**Problems to solve**
[1] Please reproduce word for word the section of the blog posts that begins at "So, the question" and ends after "say the least.".
[2] Extend the blog posts, writing on from their final sentence.

Saturday, May 31, 2008

Who Would Be Left?

Given what I've said about McCain, also know my thoughts concerning Obama and Clinton are not that great either, as I've mentioned in previous posts.

So, the question I have is, if God decided to "clean house" in Washington D.C. as He did in Sodom and Gomorrah, who would be left?

McCain, Part 3

I've seen some articles on McCain recently that are not too flattering:



US News And World Report


The Arizona Republic

You would think that there would be laws in the Constitution stating staff members of elected officials cannot work as lobbyists. It breaches conflict of interest rules, to say the least.

At least I now know why McCain's staff had no interest in pursuing a better plan for FEMA - mine or other plans people have to fix that train wreck - their staff members are either too busy getting paid by their lobbying sponsors for other work to be done, or perhaps they were (presumably) getting lobbied directly by those profiting from the mess FEMA made.

Either way, the survivors of Hurricane Katrina were the ones who lost the most.

I wonder how many of the survivors have lost the homes they are getting back as a result of the sub-prime mortgage mess?

Wednesday, May 28, 2008

My New Blogging Toy

Yes, folks, I have finally arrived into the 21st century. I have finally purchased an mp3 player (my first ever). It is an iPod Touch and I am typing this blog entry on it - wirelessly! If my students could see me now!

That's all for now, I have so much more to talk about, like the opportunity I had to meet Ralph Nader earlier this month. It was an honor to meet him and he is a very nice man. More on that the in my next post.

Saturday, May 24, 2008

Some Illegal Immigrants Do Pay U.S. Taxes

For those of you who are under the misguided impression that all illegal immigrants "sponge" off of the U.S. Welfare system, please read some of the following reports:

The Reason Foundation

The Washington Post

The New York Times

The truth is, many illegal immigrants do pay taxes, but are not entitled to many of the benefits those taxes pay for. As for free college tuition, that would only be possible through scholarships payed for by private donors, illegal immigrants are not entitled to receive public money for a college education.

Wednesday, May 7, 2008

John McCain Part 2

An answer to a posted comment: The ideas I sent to McCain were sent in Feb. 2006, not now. He wasn't running for President then (at least not announced), but was rather feathering his own cap on a book tour.

Also keep in mind it took 3 months to get a response when his staff said his normal response time is 1 month. The problem was that his staff couldn't find a pre-formatted letter to respond to what I had sent in. Instead of actually coming up with something original, his staff instead provided a pre-formatted letter based on 2 - 3 lines out of the entire document, only dealing with people's pets instead of the people themselves.

At least I'm assuming it was a very, very stupid staffer who did this. which only begs the question: how much of the mail to the Senator actually reaches his eyes? This is part of the problem of our current President and Vice-President, they are so insulated within their own group the American people (namely the voters) are left out in the cold.

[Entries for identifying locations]
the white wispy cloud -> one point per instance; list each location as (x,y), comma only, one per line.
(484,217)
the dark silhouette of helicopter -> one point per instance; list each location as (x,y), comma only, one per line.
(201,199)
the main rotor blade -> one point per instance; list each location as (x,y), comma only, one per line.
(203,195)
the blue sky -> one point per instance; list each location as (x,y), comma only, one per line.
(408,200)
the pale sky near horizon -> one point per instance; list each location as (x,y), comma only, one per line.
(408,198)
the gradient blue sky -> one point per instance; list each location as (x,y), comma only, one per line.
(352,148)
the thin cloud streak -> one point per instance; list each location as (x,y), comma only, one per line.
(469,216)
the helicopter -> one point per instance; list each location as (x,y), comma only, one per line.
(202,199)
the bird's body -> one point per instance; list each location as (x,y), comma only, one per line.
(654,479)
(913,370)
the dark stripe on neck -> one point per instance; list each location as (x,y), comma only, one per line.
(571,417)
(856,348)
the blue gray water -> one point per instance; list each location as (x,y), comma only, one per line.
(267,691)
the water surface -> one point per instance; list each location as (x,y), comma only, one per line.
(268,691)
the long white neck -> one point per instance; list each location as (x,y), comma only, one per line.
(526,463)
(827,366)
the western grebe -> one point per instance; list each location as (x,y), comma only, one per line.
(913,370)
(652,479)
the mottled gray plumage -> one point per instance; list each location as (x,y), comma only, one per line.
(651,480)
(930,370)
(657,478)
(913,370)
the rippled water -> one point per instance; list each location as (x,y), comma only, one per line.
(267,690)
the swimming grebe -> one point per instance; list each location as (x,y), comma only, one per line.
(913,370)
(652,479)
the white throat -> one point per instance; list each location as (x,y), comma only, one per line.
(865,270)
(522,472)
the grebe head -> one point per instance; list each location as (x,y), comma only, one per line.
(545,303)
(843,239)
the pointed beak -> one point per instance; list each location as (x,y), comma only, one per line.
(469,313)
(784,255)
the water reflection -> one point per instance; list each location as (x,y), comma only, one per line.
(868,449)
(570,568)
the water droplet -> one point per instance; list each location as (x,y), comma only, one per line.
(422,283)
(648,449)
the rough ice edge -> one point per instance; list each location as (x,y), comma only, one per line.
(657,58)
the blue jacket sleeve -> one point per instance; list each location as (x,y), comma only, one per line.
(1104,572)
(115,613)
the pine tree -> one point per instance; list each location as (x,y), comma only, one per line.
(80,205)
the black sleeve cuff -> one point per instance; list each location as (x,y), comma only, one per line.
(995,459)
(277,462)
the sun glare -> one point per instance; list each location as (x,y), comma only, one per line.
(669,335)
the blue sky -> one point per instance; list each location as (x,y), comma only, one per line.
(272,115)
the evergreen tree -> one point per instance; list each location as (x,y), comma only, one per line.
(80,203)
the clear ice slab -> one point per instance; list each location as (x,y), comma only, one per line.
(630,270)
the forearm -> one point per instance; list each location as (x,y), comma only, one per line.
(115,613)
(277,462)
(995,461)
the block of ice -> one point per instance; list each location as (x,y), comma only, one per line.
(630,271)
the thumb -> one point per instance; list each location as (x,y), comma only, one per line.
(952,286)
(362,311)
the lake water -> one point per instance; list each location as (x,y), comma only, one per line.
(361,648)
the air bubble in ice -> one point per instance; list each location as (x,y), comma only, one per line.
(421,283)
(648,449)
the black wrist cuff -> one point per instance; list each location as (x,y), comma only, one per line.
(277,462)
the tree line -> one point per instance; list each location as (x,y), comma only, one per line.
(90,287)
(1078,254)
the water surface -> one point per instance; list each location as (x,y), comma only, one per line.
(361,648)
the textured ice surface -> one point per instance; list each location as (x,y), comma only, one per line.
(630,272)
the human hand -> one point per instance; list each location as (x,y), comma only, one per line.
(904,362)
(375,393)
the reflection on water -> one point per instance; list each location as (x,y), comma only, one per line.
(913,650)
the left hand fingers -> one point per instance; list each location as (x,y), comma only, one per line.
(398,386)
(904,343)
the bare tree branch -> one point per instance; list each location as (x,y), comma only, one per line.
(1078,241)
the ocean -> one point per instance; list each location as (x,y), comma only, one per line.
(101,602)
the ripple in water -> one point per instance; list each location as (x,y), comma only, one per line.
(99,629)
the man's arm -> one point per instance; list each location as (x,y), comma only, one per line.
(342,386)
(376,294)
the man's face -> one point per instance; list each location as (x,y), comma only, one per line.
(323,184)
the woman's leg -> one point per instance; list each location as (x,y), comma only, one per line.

**Exercise results**
[1]
So, the question I have is, if God decided to "clean house" in Washington D.C. as He did in Sodom and Gomorrah, who would be left?

McCain, Part 3

I've seen some articles on McCain recently that are not too flattering:



US News And World Report


The Arizona Republic

You would think that there would be laws in the Constitution stating staff members of elected officials cannot work as lobbyists. It breaches conflict of interest rules, to say the least.

[2]
John McCain has also tried to change his image from being the "Maverick" Senator from Arizona to being the conservative who kisses the Republican bottoms. I'm sorry to put it that way, but there it is.

I'm not saying Obama or Clinton are the ideal choice, the Republicans and the Democrats both have their own set of agendas they want to meet, regardless of what the American people actually need. This is why I'm actually voting Independent this time. Canada has a 5 party system, why not the U.S.?

I will also add one more experience with this: in June 2007 I got a call from McCain's staff asking for a campaign donation. When I informed this staffer of what had transpired and how disappointed I was in the response I got and I would not be making any kind of donation, I was informed by the staffer "but that is how you get the Senator's "ear", by making a campaign donation". I'm not joking, they actually told me this. Apparently my votes for him all these years didn't count for anything.

For those who are new to the political arena, this is how it works: pay some money to the candidate, get exclusive access to that elected official once they are in office. It's called lobbying, and trust me, elected officials get paid a lot more than what they make in their "official" salaries by doing this.

This is also how earmarks come into play, but perhaps I should save that for another post...

Sunday, May 4, 2008

Why I Will Never Vote For McCain Again

With election time rolling around, I wanted to share with my friends a little something that happened to me a few years ago when I tried to contact Senator John McCain.

If you haven't guessed yet, I live in Arizona, so Senator John McCain is one of the elected officials who is supposed to be representing my interests.

I saw the CNN news reports on what happened in the Gulf Coast region of the U.S. in the aftermath of Hurricane Katrina. An idea came to mind as to what FEMA could be doing to better prepare themselves and the U.S. citizens in handling a natural disaster such as what happened in Hurricane Katrina.

Given that this was also the time when reports were coming out (namely on Oprah) showing all of the unused trailers that had been purchased by FEMA to house those affected. These trailers, numbering in the thousands, were sitting vacant on land that FEMA was paying thousands of dollars to lease. It was a complete waste of the taxpayers money. The idea I had at that time encompassed a way to utilize the trailers and cut the burden on the taxpayer at the same time.

This is what I sent (repeatedly) to Senator McCain:

This was the process of getting this idea to Senator McCain, and a scanned copy of the letter I received from his office in response:

Hopefully you've now read both of these. I would now change the housing to more permanent housing (either barracks or apartment type housing).

I can only say I hope the Senator didn't actually read what I sent and what his staff sent in response, or I would be asking for him to be removed from office right now. As it stands, it appears he is so isolated from his own constituents in Arizona, think about what kind of President of the U.S. he will make?

This is why I will never vote for Senator John McCain again, in any election.

Immigration Reform, Part 3

My very good friend, Shellee, brought up a great point that I would like to briefly discuss. She asked how can we tell who is coming across the border to work vs. crossing our borders to harm U.S. citizens?

This is going to involve a little bit of math, so I hope you guys can bear with me for just a moment.

Let's take a look at the current scenario that is playing out with border crossings. Right now we have some people legally crossing our borders to work in the U.S. These are people who have already passed background checks in order to receive permission to enter the U.S. and work.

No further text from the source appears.